Source material
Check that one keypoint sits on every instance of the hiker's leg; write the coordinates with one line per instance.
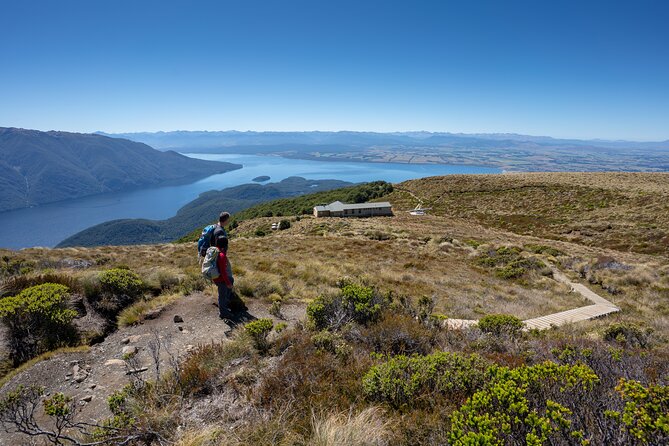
(223, 300)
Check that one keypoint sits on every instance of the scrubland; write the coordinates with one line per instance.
(372, 362)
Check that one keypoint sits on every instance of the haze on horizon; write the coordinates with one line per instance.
(595, 70)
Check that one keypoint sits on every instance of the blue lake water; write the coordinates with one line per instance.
(49, 224)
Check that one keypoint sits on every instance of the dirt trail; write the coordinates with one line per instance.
(90, 377)
(601, 307)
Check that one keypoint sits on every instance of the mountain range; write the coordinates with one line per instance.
(199, 212)
(184, 140)
(43, 167)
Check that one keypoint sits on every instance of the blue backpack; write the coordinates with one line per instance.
(204, 241)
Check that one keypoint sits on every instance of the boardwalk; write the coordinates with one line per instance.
(600, 307)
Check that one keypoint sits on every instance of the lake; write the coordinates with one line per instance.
(49, 224)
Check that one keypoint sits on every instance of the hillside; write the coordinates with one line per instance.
(353, 343)
(620, 211)
(196, 214)
(43, 167)
(509, 152)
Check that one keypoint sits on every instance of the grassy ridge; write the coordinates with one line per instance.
(304, 204)
(197, 213)
(620, 211)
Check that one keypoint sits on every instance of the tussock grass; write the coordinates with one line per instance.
(136, 312)
(367, 428)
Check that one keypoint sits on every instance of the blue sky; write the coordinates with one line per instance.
(586, 69)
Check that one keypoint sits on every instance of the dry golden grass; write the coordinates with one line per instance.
(622, 211)
(136, 312)
(367, 428)
(431, 255)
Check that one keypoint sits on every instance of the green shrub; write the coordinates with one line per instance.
(510, 272)
(407, 381)
(37, 319)
(15, 284)
(543, 249)
(118, 287)
(646, 411)
(499, 324)
(627, 334)
(519, 406)
(353, 303)
(121, 282)
(258, 330)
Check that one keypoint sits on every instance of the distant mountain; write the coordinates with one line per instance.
(198, 213)
(43, 167)
(187, 140)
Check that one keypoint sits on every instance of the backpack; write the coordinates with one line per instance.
(204, 241)
(210, 266)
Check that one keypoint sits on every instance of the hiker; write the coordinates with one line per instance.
(219, 230)
(225, 280)
(209, 235)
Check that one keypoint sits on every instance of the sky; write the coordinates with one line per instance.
(575, 69)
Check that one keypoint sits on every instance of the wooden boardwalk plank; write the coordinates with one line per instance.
(600, 307)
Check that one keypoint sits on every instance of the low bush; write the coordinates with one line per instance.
(627, 334)
(37, 320)
(420, 381)
(500, 324)
(646, 411)
(197, 374)
(15, 284)
(121, 281)
(258, 330)
(524, 406)
(117, 288)
(353, 303)
(543, 249)
(397, 333)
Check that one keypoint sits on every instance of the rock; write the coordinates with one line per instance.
(79, 374)
(81, 378)
(115, 362)
(153, 314)
(129, 350)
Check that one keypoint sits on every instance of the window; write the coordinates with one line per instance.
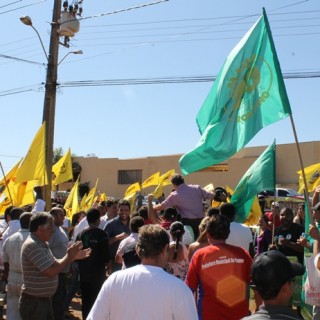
(129, 176)
(217, 168)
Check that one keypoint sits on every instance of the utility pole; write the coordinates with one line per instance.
(49, 106)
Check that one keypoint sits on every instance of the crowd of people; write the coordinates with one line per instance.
(171, 260)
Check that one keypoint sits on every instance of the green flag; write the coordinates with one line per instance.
(248, 94)
(260, 176)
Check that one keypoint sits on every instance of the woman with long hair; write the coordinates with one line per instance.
(178, 262)
(202, 240)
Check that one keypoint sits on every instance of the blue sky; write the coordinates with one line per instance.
(176, 38)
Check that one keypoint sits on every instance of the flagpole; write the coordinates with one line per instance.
(5, 182)
(302, 169)
(274, 191)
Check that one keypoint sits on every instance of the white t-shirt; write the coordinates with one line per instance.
(144, 292)
(39, 206)
(82, 225)
(240, 235)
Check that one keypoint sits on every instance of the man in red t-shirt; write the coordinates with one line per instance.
(275, 211)
(221, 274)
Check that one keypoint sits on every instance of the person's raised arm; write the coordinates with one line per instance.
(316, 196)
(152, 210)
(74, 252)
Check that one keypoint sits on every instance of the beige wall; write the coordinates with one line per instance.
(287, 163)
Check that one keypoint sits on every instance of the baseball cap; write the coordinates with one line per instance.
(272, 269)
(176, 226)
(316, 207)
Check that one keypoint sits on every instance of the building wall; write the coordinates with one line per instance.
(287, 164)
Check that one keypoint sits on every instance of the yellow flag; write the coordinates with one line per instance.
(11, 174)
(209, 187)
(91, 196)
(75, 200)
(16, 191)
(33, 165)
(103, 197)
(312, 176)
(254, 214)
(63, 169)
(68, 204)
(153, 180)
(132, 189)
(157, 193)
(165, 179)
(131, 198)
(83, 203)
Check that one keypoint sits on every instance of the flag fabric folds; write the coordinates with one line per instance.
(70, 203)
(153, 180)
(312, 177)
(91, 196)
(165, 179)
(63, 169)
(132, 189)
(247, 95)
(260, 176)
(11, 174)
(33, 165)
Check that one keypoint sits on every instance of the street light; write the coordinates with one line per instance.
(74, 52)
(28, 22)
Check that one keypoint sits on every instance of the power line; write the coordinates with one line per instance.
(28, 5)
(21, 60)
(147, 81)
(168, 80)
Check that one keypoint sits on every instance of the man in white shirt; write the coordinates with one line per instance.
(12, 266)
(164, 296)
(240, 235)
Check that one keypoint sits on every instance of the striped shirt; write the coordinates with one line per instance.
(35, 258)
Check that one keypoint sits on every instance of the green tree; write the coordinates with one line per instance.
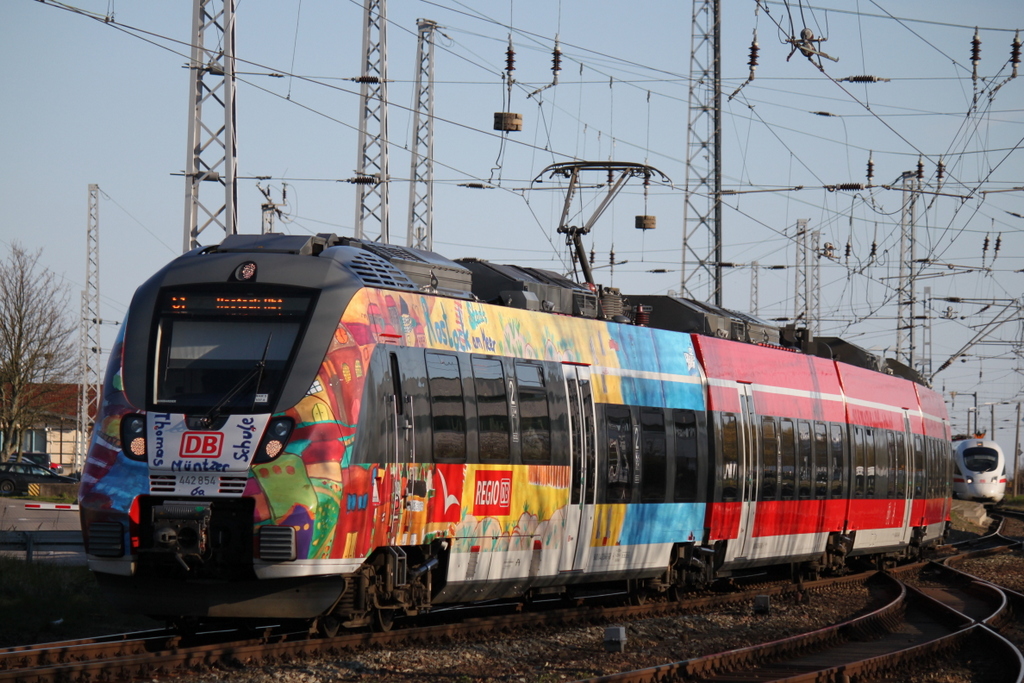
(37, 348)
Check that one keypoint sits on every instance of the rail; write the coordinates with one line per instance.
(30, 542)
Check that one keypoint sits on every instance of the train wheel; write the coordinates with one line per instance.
(383, 620)
(328, 627)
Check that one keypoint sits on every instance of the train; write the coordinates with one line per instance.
(981, 470)
(323, 428)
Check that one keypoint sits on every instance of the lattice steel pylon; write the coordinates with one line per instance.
(905, 317)
(421, 186)
(702, 207)
(212, 145)
(89, 346)
(807, 300)
(372, 171)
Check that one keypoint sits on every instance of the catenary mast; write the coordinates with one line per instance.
(372, 172)
(212, 144)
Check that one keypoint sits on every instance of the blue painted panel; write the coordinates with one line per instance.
(663, 522)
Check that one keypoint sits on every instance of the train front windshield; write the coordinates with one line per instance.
(225, 351)
(981, 459)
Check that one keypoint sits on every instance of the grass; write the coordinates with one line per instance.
(43, 602)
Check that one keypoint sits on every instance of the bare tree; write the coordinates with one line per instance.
(37, 348)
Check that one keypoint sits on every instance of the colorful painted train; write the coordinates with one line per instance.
(324, 428)
(981, 470)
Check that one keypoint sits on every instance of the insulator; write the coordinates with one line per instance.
(1015, 52)
(864, 79)
(508, 121)
(642, 315)
(646, 222)
(510, 58)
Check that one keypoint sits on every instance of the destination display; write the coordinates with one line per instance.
(233, 304)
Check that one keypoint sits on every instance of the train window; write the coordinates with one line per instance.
(686, 456)
(446, 408)
(900, 465)
(535, 420)
(919, 466)
(620, 442)
(891, 464)
(787, 451)
(652, 453)
(859, 462)
(869, 466)
(223, 349)
(804, 458)
(769, 451)
(820, 461)
(836, 454)
(730, 457)
(492, 410)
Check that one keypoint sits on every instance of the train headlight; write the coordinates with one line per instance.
(274, 439)
(133, 436)
(245, 271)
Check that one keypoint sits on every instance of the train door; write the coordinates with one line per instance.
(404, 479)
(748, 466)
(583, 463)
(904, 480)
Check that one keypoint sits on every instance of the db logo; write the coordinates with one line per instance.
(494, 493)
(201, 444)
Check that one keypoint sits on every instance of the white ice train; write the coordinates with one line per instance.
(981, 471)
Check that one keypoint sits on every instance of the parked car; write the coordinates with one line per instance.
(15, 477)
(41, 459)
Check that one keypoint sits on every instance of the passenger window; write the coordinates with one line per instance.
(820, 461)
(446, 408)
(654, 464)
(804, 458)
(620, 444)
(686, 457)
(860, 462)
(787, 450)
(900, 464)
(871, 467)
(535, 420)
(492, 410)
(836, 449)
(769, 470)
(730, 457)
(919, 466)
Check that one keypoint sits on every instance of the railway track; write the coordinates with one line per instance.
(948, 611)
(164, 652)
(922, 619)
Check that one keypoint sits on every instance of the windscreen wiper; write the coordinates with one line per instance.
(257, 371)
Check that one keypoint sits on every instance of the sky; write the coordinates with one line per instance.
(88, 100)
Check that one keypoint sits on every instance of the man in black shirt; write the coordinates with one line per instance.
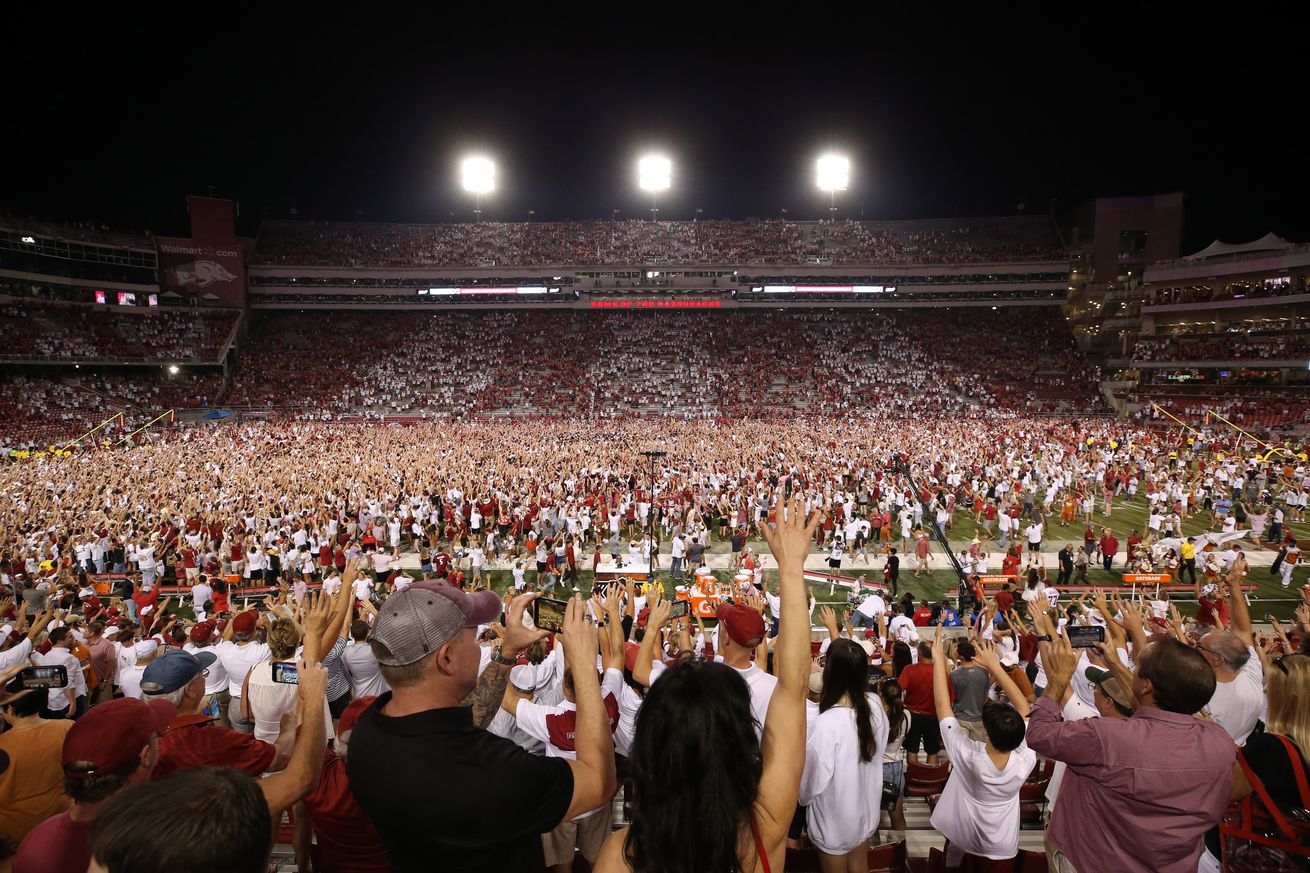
(1065, 565)
(444, 793)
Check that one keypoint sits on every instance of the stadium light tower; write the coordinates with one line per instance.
(655, 174)
(833, 174)
(478, 178)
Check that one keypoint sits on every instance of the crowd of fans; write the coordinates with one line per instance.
(670, 363)
(1271, 408)
(1232, 291)
(423, 704)
(80, 333)
(41, 410)
(633, 241)
(1237, 345)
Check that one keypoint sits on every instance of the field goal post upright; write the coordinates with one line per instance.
(964, 593)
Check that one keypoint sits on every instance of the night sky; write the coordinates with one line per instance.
(341, 117)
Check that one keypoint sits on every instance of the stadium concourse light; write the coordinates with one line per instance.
(654, 174)
(478, 178)
(833, 174)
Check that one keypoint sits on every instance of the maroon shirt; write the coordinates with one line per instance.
(1158, 780)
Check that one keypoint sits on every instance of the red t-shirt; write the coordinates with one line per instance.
(1212, 612)
(916, 680)
(195, 741)
(345, 838)
(58, 843)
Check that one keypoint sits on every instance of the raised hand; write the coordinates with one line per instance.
(985, 656)
(516, 636)
(1059, 659)
(829, 620)
(579, 637)
(790, 539)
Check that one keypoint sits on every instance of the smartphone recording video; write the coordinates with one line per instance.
(1085, 636)
(549, 615)
(36, 678)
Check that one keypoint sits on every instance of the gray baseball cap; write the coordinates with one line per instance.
(414, 623)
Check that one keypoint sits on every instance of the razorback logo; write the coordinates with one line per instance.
(202, 274)
(563, 726)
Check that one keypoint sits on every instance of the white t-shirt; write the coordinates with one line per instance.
(366, 677)
(1074, 709)
(979, 810)
(130, 680)
(903, 629)
(760, 684)
(237, 659)
(892, 754)
(629, 704)
(842, 792)
(1237, 705)
(556, 725)
(16, 656)
(873, 606)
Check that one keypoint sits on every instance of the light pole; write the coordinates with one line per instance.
(478, 177)
(654, 174)
(832, 176)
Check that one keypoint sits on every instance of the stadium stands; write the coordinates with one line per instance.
(80, 333)
(629, 241)
(691, 365)
(1225, 346)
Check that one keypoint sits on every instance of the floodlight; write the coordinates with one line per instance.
(478, 174)
(833, 173)
(655, 173)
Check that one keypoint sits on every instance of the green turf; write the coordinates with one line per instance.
(1270, 595)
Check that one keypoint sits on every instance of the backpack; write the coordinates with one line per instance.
(1259, 836)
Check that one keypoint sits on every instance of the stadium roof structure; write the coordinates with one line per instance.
(1268, 243)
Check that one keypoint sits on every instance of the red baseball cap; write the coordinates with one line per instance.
(743, 624)
(112, 734)
(245, 621)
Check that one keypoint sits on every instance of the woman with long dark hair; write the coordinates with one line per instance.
(894, 755)
(842, 785)
(709, 796)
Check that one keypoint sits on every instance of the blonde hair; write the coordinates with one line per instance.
(1288, 691)
(283, 639)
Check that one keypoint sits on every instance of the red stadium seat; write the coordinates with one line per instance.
(924, 780)
(887, 857)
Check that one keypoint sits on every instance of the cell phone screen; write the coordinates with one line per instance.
(1085, 636)
(50, 677)
(549, 615)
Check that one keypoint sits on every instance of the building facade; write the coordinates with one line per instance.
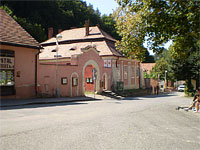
(18, 60)
(85, 60)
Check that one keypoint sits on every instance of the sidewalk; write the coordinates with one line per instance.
(18, 102)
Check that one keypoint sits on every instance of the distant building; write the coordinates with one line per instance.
(18, 60)
(147, 67)
(82, 51)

Exercise description
Set down exactly and only the lines from the line that contains "the red baseball" through the last line of the entries above, with both of those lines included and the pictures left out.

Written solution
Check that one keypoint sits on every instance of the red baseball cap; write the coordinates with one line per instance.
(743, 624)
(112, 734)
(245, 621)
Check that one keypoint sits on every instance of the woman with long dark hair; write the coordinates with one line per instance.
(894, 755)
(842, 785)
(709, 796)
Check that one keypoint sits on every instance of the blonde hair; write the coordinates with one line per instance.
(1288, 691)
(283, 639)
Check that one keypoint sits on every instance of the red stadium seat; write the coordinates with one line per instance.
(924, 780)
(887, 857)
Check that one keypoint sits on every instance of the cell phone screen; write the coordinates with one line per instance.
(1085, 636)
(50, 677)
(549, 615)
Check that one keypoint sits on every instance of the building facade; write the coordinates with one line per instance.
(18, 60)
(85, 60)
Check that one keypoint sits on every instance of the sidewalk; write the coordinates with one line per instance.
(18, 102)
Check that one keypoint sits on every instance of the distant building; write the coordinates with one line per instance.
(18, 60)
(147, 67)
(82, 51)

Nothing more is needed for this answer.